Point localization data
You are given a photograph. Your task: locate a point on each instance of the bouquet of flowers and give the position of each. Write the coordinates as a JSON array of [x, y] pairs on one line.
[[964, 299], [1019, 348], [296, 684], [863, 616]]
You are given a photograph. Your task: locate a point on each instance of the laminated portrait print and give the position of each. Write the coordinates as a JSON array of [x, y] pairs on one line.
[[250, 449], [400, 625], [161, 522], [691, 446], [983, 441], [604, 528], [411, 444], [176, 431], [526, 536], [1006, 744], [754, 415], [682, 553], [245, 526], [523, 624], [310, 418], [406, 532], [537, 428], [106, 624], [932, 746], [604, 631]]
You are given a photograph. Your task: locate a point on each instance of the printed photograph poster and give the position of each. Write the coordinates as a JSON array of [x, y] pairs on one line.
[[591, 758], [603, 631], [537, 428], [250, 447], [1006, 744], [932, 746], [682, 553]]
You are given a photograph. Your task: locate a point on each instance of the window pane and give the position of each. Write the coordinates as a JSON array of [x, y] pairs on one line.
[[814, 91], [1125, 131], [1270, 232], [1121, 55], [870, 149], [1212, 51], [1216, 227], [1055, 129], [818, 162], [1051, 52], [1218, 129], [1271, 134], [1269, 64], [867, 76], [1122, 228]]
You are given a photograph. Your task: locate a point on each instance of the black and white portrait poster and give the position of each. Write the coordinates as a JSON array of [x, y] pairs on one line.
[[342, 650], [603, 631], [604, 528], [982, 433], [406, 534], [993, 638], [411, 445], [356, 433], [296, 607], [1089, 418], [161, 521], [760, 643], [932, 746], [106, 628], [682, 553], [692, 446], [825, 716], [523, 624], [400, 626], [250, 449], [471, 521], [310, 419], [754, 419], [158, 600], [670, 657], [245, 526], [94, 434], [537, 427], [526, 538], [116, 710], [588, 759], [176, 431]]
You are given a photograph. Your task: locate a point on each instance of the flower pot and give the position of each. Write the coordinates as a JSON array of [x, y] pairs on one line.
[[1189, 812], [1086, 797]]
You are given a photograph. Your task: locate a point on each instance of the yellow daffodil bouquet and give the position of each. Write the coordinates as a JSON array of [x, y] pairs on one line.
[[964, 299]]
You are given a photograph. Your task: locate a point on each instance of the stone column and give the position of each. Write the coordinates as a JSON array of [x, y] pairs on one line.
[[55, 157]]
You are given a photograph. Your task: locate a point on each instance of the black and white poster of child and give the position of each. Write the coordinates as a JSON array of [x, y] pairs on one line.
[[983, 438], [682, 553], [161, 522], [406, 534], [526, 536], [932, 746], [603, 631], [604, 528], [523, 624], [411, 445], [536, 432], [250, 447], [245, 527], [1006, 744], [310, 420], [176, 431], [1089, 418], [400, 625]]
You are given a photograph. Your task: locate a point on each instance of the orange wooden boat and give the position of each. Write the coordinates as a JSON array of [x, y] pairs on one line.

WHAT TO WORK ON
Print the entries above exactly as they were written, down to the last line.

ANSWER BOX
You are given a photograph. Your task: locate a point on each instance of the bouquet of flowers and give the position of each. Write the coordinates as a JSON array of [x, y] pairs on one line.
[[964, 299], [1019, 348], [296, 684], [863, 616]]
You are given a photograph. Your task: locate a point on each instance of the laminated portrait print and give the position of each. Write the coordinates as a JSON array of [x, y] pairs on one line.
[[250, 449], [400, 625], [161, 522], [691, 446], [983, 441], [604, 528], [411, 444], [176, 431], [526, 536], [1006, 744], [754, 415], [682, 553], [245, 526], [523, 624], [310, 418], [406, 532], [537, 428], [106, 624], [932, 746], [604, 631]]
You are given a photograph. Your task: locate a point on each instance of the printed photograph poster and give the position of each. Write the coordinates as a JSON array of [x, y] pairs on one line.
[[591, 758], [603, 631], [537, 428], [250, 447], [1006, 744], [932, 746], [682, 553]]
You are given a photograph. Your task: locate a point on each instance of the window pane and give the position of each. Write the coordinates as a JSON array of [x, y] pairs on one line.
[[814, 91], [1125, 131], [1270, 232], [1121, 55], [870, 149], [1212, 51], [1216, 227], [1055, 129], [818, 162], [1051, 52], [1218, 129], [1271, 134], [1269, 64], [867, 76], [1122, 228]]
You are given a photograph. Your task: locate a point on each instance of the black and white portrait poster and give the position of each. Write the coordinates as a JSON array of [x, y] pairs on one line.
[[342, 650], [603, 631], [604, 528], [982, 433], [406, 534], [993, 638], [411, 445], [356, 433], [296, 607], [1089, 418], [161, 521], [760, 643], [932, 746], [106, 628], [682, 553], [692, 446], [825, 716], [523, 624], [400, 626], [250, 449], [471, 521], [310, 419], [754, 419], [158, 600], [670, 657], [245, 526], [94, 434], [537, 427], [526, 538], [116, 710], [588, 759], [176, 431]]
You are given a photograph. Your task: locate a point on each instance of the flower pot and give the position of each. Write the coordinates as a JSON array of [x, y] pairs on one line.
[[1189, 812], [1086, 797]]
You are given a photograph. Your task: locate a point on each instance of the yellow daffodil bouquet and give the position of each. Write the coordinates as a JSON array of [x, y] pairs on one line.
[[964, 299]]
You are given a photograph. Your task: locate a point on each instance of the stone column and give the position of each. Write the coordinates as a JSON array of [x, y] pairs on one line.
[[55, 157]]
You are given a photograph. Your task: locate a point on each instance of the black and white poster of child and give the position of each. Write the coordinates as a JSON array of [x, y] pairs on one line.
[[983, 438], [682, 553], [161, 522], [406, 534], [526, 536], [932, 746], [603, 631], [604, 528], [523, 624], [411, 445], [536, 432], [250, 447], [245, 527], [1006, 744], [310, 420], [176, 431], [1089, 418], [400, 625]]
You are given a photograph. Your task: locate a point on each instance of the orange wooden boat and give the position of each. Write the coordinates as a JSON array of [x, y] pairs on one line.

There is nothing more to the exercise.